→ **Goal**
Write out the data again in full, exactly as it reads.

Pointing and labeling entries
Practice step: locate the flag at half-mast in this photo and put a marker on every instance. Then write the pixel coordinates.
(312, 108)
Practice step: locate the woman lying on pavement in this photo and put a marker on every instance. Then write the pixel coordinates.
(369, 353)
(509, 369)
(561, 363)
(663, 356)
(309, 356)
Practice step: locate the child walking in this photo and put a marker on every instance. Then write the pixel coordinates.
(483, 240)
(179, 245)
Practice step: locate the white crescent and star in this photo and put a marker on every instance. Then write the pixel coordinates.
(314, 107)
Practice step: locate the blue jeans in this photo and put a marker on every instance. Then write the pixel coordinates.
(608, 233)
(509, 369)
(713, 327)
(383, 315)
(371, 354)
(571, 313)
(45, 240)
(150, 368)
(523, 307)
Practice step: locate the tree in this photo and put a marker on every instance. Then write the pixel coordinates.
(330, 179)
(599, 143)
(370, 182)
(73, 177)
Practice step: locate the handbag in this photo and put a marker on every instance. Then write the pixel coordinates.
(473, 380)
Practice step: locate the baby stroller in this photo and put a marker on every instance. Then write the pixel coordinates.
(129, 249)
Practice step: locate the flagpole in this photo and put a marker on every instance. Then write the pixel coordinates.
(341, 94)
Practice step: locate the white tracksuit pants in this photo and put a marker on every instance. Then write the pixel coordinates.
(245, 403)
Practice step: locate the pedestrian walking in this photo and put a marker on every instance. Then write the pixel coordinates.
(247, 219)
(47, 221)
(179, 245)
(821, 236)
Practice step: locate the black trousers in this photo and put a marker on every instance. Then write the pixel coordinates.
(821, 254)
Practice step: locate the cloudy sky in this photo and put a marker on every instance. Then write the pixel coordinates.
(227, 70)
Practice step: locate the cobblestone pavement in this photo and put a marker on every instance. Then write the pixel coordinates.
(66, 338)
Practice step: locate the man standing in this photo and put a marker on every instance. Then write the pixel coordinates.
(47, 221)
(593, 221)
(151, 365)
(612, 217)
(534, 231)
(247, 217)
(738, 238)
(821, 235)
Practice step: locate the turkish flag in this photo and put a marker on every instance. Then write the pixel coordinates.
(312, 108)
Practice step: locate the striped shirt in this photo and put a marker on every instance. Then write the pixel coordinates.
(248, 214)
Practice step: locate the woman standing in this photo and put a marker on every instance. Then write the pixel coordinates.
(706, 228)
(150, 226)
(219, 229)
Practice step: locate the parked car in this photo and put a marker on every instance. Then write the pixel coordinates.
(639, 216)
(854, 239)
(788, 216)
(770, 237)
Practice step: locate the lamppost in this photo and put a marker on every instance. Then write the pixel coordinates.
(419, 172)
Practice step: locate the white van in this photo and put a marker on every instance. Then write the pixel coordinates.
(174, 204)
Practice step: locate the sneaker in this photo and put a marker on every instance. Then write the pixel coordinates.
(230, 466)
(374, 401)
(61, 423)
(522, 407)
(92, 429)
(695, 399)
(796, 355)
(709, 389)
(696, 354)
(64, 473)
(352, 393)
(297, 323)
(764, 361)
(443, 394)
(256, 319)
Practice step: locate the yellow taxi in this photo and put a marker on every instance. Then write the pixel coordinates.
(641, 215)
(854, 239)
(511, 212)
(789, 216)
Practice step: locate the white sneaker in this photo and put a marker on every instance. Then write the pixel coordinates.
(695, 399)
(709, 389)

→ **Written answer**
Practice step: locate the flag at half-mast in this photo and put a marker on every instance. Then write the pixel coordinates.
(312, 108)
Practice step: locate the woman lying on pavement in this photo and put a marker on every instance. Then write the pixel coordinates.
(369, 353)
(509, 369)
(561, 363)
(663, 356)
(309, 356)
Practice step: locate the child walking in this photo and put a marker on every instance. Then write the pixel coordinates.
(483, 240)
(179, 245)
Practice step: locate the white crescent and star in this photo and put a marker on every instance. Then write the pixel coordinates.
(314, 107)
Practice step: locate the blue jeans in this photo and put a marker on every instance. Then write the pixel coordinates.
(608, 233)
(509, 369)
(713, 327)
(383, 315)
(371, 354)
(571, 313)
(45, 240)
(150, 368)
(523, 307)
Practice step: locate the tree in this photo and put a marker on every instance. Then write the pixel coordinates.
(330, 179)
(599, 143)
(370, 182)
(73, 177)
Practice step: locate the handbag in this photo and put a marker on every instance. Then write the pixel coordinates.
(473, 380)
Practice step: locate the baby stroller in this photo and put a marker on every instance. Then write the pixel coordinates.
(129, 249)
Practice step: locate the flagpole in this photo and put a marker on every instance. Then write the pixel coordinates.
(341, 94)
Practice step: locate the white tracksuit pants in this photo and put a marker on every instance. Then write the pixel coordinates.
(245, 403)
Practice step: locate the pedestrian walking in this photo and put a marker on every instance. Then write the pixel coordinates.
(247, 219)
(47, 221)
(179, 245)
(821, 236)
Practice step: locate the black trousers in this photo and put a marker on every instance. Then write the pixel coordinates.
(821, 254)
Practice step: locate the cloudy sky in this photo and put a marker on every instance. Then write the pixel coordinates.
(227, 70)
Practice step: locate the cobblestone pavement in this photo and put a marker on every instance. Then write the pixel coordinates.
(66, 338)
Practice step: locate the man standing in this photo and put a marker on every instance. Then write the pixel coordinates.
(47, 221)
(593, 221)
(151, 365)
(612, 217)
(534, 231)
(247, 217)
(738, 238)
(821, 235)
Practice step: locate the turkish flag in this photo and put a marker on every instance. Then write the pixel coordinates.
(312, 108)
Practice step: locate the striped shirt in this photo and put a marker on every instance. Then write the pixel coordinates.
(248, 214)
Practice step: locate the woman standing in this photo and put a marker on every instance. Then write the pixel coordinates.
(706, 228)
(150, 226)
(219, 229)
Practice step: locate the parked car in this photo and put a marker on every instance. Then write the pixel coordinates.
(639, 216)
(854, 239)
(788, 216)
(770, 237)
Practice step: locate the lamppost in this photo and put a marker on every instance. Then write the pixel coordinates.
(419, 172)
Practice step: locate the white van in this photo and put a marker on every instance. Then write the pixel coordinates.
(174, 204)
Practice step: locate the sneaker in this photo and put a marker on every instance. Then write the pixel coordinates.
(230, 466)
(374, 401)
(61, 423)
(522, 407)
(92, 429)
(695, 399)
(796, 355)
(709, 389)
(696, 354)
(64, 473)
(352, 393)
(297, 323)
(764, 361)
(443, 394)
(256, 319)
Practice step: locate the yellow taxi in this photo and put a marker on every instance. Then write the pixel coordinates.
(641, 215)
(854, 239)
(511, 212)
(789, 216)
Practice step: locate the white sneaker in this photo and put a marker on every instance. Then write the pixel coordinates.
(695, 399)
(709, 389)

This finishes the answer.